◆ Exercise description
Write out the records below word for word, please.

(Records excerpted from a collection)
* BEGIN *
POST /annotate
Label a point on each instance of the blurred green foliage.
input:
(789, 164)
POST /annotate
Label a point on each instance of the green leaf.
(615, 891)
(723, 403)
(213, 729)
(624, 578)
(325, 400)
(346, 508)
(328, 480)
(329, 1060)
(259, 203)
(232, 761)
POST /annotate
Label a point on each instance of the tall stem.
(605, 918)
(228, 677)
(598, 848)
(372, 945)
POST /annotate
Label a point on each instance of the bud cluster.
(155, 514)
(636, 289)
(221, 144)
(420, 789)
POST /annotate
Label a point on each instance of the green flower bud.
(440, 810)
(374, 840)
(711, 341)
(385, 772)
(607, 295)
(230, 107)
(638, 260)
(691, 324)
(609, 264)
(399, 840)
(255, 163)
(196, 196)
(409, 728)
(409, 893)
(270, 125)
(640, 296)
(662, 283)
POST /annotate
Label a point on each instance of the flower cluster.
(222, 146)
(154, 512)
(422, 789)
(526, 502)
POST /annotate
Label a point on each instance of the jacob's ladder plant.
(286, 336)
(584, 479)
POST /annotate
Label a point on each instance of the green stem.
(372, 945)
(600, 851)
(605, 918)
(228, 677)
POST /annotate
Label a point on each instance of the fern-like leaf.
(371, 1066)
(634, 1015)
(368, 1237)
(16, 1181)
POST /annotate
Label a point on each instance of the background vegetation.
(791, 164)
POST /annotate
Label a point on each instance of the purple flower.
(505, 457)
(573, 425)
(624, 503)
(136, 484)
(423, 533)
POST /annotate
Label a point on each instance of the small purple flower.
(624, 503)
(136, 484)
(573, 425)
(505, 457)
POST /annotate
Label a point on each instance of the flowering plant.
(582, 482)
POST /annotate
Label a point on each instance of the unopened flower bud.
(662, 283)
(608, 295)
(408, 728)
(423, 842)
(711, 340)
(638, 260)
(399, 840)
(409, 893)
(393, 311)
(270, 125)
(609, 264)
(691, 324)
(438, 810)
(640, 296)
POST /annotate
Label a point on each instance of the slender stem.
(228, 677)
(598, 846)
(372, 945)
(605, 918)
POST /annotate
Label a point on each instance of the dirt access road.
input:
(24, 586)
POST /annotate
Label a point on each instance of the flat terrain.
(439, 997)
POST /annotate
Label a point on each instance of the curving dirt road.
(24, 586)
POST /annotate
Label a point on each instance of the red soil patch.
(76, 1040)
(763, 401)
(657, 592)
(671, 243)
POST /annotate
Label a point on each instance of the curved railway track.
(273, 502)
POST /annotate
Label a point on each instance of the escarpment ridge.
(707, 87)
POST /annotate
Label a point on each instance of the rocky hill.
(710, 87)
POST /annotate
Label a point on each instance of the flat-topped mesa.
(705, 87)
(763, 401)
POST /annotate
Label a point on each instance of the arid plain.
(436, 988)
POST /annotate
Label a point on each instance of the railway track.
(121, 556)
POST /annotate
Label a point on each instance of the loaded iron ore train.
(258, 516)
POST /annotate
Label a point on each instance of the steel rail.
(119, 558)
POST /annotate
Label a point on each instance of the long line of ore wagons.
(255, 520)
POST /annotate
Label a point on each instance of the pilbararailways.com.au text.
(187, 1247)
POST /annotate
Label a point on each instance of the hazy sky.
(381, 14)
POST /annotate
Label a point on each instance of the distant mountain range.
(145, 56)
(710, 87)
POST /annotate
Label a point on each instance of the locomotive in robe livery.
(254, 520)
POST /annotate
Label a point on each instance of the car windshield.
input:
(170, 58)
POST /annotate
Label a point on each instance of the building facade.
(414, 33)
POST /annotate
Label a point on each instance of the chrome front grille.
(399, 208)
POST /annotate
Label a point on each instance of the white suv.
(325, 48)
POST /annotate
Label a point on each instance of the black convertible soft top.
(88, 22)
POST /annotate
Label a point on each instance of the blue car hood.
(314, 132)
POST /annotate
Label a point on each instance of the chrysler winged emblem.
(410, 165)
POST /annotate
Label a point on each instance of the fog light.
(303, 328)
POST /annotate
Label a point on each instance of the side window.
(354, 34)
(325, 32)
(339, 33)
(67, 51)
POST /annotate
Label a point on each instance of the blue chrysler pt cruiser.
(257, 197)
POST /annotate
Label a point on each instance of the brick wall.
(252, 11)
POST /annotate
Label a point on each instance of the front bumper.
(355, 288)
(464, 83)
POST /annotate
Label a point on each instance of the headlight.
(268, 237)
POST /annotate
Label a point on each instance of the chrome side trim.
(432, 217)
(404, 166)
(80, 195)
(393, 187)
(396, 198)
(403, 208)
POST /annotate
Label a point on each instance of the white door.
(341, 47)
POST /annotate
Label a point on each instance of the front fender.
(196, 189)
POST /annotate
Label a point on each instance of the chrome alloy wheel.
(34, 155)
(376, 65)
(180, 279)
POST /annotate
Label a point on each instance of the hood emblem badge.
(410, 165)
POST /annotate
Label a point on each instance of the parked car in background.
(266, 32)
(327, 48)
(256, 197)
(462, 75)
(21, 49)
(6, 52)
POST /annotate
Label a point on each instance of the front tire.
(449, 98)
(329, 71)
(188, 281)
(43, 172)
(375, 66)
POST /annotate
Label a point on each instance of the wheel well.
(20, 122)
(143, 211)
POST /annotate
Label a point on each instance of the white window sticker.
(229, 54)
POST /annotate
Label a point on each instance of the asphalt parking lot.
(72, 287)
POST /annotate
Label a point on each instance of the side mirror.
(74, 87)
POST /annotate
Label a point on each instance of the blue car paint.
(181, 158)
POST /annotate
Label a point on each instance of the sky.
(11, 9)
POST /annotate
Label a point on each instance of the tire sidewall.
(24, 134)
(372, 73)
* END *
◆ Reply
POST /annotate
Label a point on each instance of the blurred green foliage.
input:
(789, 164)
POST /annotate
Label a point on each instance of the green leaf.
(615, 891)
(723, 403)
(213, 729)
(624, 578)
(325, 400)
(346, 508)
(328, 480)
(329, 1060)
(259, 203)
(232, 761)
POST /annotate
Label a point on each instance of the tall stem.
(605, 918)
(228, 677)
(598, 848)
(372, 945)
POST /annotate
Label a point on each instance of the bud cluster.
(155, 514)
(636, 289)
(221, 144)
(420, 789)
POST /annotate
Label a point on each instance of the green flower bud.
(440, 810)
(374, 840)
(711, 341)
(385, 772)
(607, 295)
(230, 107)
(638, 260)
(691, 324)
(609, 264)
(399, 840)
(255, 163)
(196, 196)
(409, 728)
(409, 893)
(270, 125)
(640, 296)
(662, 283)
POST /annotate
Label a point on each instance of the flower cluster.
(222, 146)
(154, 512)
(422, 789)
(526, 502)
POST /annotate
Label a point on each instance of the jacob's ladder plant.
(286, 336)
(584, 479)
POST /annotate
Label a point on each instance of the green stem.
(372, 945)
(600, 851)
(605, 918)
(228, 677)
POST /annotate
Label a point on each instance of the fern-like leaf.
(371, 1066)
(634, 1015)
(368, 1237)
(16, 1181)
POST /annotate
Label a point on each instance of the background vegetation.
(791, 164)
POST /annotate
Label a point on each instance of the purple flower.
(505, 457)
(573, 425)
(624, 503)
(136, 484)
(423, 533)
POST /annotate
Label a point on each instance of the small purple flower.
(624, 503)
(136, 484)
(573, 425)
(505, 457)
POST /annotate
Label a point on each instance of the flowering plant.
(582, 482)
POST /annotate
Label a point on each instance of the unopened flower bud.
(662, 283)
(608, 295)
(408, 728)
(423, 842)
(711, 340)
(638, 260)
(399, 840)
(409, 893)
(393, 311)
(270, 125)
(609, 264)
(691, 324)
(438, 810)
(640, 296)
POST /annotate
Label a point on each instance of the slender stem.
(228, 677)
(598, 846)
(372, 945)
(605, 918)
POST /annotate
Label a point on each instance of the dirt access road.
input:
(24, 586)
POST /annotate
Label a point on each instance of the flat terrain.
(439, 997)
POST /annotate
Label a point on each instance of the curving dirt road.
(24, 586)
POST /annotate
Label a point on each instance of the red soil patch.
(76, 1040)
(763, 401)
(657, 592)
(671, 243)
POST /annotate
Label a point on each instance of the curved railway track.
(273, 502)
POST /annotate
Label a point on each instance of the escarpment ridge.
(707, 87)
POST /annotate
Label a point on each instance of the rocky hill.
(710, 87)
POST /annotate
Label a point on each instance of the flat-topped mesa.
(705, 87)
(763, 401)
POST /annotate
Label a point on each instance of the arid plain.
(436, 988)
POST /annotate
Label a point on each instance of the railway track.
(121, 556)
POST /annotate
Label a point on each instance of the loaded iron ore train.
(258, 516)
POST /annotate
Label a point on each instance of the steel rail.
(119, 558)
POST /annotate
Label a point on each instance of the long line of ore wagons.
(255, 520)
POST /annotate
Label a point on each instance of the pilbararailways.com.au text.
(187, 1247)
POST /annotate
Label a point on each instance of the hazy sky.
(381, 14)
POST /annotate
Label a point on each instance of the distant mountain range.
(145, 56)
(710, 87)
POST /annotate
Label a point on each instance of the locomotive in robe livery.
(254, 520)
POST /annotate
Label a point on each instance of the car windshield.
input:
(170, 58)
POST /annotate
Label a point on each instance of the building facade.
(414, 33)
POST /annotate
Label a point on each instance of the chrome front grille.
(399, 208)
POST /annotate
Label a point on each instance of the white suv.
(325, 48)
POST /annotate
Label a point on each instance of the black convertible soft top.
(88, 22)
POST /annotate
Label a point on each instance of the blue car hood.
(314, 132)
POST /annotate
Label a point on each instance of the chrysler winged emblem.
(410, 165)
POST /annotate
Label a point on each instance of the fog light.
(303, 328)
POST /annotate
Label a point on each instance of the side window.
(354, 34)
(325, 32)
(339, 33)
(67, 51)
POST /annotate
Label a point on each instance of the blue chrysler pt cruiser.
(257, 197)
POST /annotate
Label a point on each instance of the brick wall.
(252, 11)
POST /annotate
Label a point on each instance of the front bumper.
(355, 288)
(464, 83)
POST /annotate
Label a point on each instance of the headlight.
(268, 237)
POST /annotate
Label a point on each instance of the chrome side trim.
(432, 217)
(404, 166)
(80, 195)
(393, 187)
(396, 198)
(403, 208)
POST /annotate
Label a point on each instance of the white door.
(341, 47)
POST /annotate
Label a point on each instance of the front fender.
(196, 189)
POST /annotate
Label a point on each instance of the chrome alloy wheel.
(34, 155)
(376, 65)
(180, 279)
POST /annotate
Label a point on each instance of the hood emblem badge.
(410, 165)
POST /annotate
Label a point on each instance of the parked car in background.
(266, 32)
(327, 48)
(256, 197)
(462, 75)
(21, 49)
(6, 52)
POST /annotate
Label a point on each instance of the front tire.
(449, 98)
(329, 71)
(188, 281)
(43, 172)
(375, 66)
POST /annotate
Label a point on each instance of the wheel well.
(20, 122)
(143, 211)
POST /annotate
Label a point on each instance of the white window sticker.
(229, 54)
POST /annotate
Label a point on each instance of the asphalt parking lot.
(72, 287)
POST /annotate
Label a point on each instance of the side mirror.
(74, 87)
POST /annotate
Label a point on each instance of the blue car paint.
(181, 158)
POST /annotate
Label a point on each instance of the sky.
(11, 9)
POST /annotate
Label a point on each instance of the tire sidewall.
(24, 134)
(372, 73)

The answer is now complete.